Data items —
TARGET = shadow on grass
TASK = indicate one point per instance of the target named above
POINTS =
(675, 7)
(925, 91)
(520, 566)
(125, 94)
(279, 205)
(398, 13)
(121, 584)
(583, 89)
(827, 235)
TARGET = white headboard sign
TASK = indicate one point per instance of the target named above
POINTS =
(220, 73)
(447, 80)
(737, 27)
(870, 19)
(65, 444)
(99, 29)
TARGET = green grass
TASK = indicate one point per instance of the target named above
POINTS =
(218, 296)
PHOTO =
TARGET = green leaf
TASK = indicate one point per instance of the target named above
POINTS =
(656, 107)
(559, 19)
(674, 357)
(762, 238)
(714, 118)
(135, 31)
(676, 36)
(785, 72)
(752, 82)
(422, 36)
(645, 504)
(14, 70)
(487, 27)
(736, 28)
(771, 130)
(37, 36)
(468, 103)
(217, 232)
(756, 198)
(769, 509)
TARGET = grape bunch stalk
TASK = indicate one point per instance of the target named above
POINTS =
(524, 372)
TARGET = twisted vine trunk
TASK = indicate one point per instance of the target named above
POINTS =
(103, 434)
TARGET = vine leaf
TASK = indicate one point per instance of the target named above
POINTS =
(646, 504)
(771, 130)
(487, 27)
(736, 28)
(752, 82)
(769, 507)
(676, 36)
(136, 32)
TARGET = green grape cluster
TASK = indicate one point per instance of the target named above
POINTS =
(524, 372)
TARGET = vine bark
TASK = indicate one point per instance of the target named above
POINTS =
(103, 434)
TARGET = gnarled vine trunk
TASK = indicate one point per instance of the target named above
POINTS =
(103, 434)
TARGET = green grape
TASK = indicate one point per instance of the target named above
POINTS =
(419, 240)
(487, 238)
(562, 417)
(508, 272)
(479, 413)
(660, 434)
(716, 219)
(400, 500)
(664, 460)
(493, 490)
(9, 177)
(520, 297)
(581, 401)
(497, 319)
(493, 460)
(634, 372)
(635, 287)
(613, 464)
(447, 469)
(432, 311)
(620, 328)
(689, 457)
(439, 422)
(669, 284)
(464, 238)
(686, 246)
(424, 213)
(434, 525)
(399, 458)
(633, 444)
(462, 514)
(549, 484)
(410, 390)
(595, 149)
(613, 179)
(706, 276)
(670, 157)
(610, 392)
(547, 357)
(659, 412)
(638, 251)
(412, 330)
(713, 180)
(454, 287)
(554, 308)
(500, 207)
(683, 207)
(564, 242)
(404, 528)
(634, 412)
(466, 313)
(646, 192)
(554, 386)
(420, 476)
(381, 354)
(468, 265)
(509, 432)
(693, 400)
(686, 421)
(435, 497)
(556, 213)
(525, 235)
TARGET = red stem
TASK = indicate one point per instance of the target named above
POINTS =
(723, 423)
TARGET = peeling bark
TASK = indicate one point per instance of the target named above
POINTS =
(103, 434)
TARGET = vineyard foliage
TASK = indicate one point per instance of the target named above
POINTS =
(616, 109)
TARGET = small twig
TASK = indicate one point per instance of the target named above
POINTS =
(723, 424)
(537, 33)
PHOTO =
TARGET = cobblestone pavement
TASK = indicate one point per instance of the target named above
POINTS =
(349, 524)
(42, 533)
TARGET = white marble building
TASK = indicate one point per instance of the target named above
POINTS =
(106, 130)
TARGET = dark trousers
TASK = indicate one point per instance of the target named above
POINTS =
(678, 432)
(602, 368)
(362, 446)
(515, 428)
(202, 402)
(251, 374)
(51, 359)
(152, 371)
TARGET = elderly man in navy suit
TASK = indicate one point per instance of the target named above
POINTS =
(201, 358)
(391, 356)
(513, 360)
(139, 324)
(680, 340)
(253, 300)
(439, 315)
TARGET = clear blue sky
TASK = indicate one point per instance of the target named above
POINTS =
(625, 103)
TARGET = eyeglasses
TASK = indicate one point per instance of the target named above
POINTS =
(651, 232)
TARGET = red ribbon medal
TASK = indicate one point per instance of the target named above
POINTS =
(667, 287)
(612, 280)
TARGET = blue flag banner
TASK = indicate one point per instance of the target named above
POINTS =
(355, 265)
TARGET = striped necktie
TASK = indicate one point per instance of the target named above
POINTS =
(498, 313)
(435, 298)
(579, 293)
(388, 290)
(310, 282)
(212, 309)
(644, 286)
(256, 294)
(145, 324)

Task brief — Check each line of the data for "grape". Copy the lines where it turns up.

Completed exercise —
TARGET = grape bunch stalk
TARGET = green grape cluster
TARGET = green grape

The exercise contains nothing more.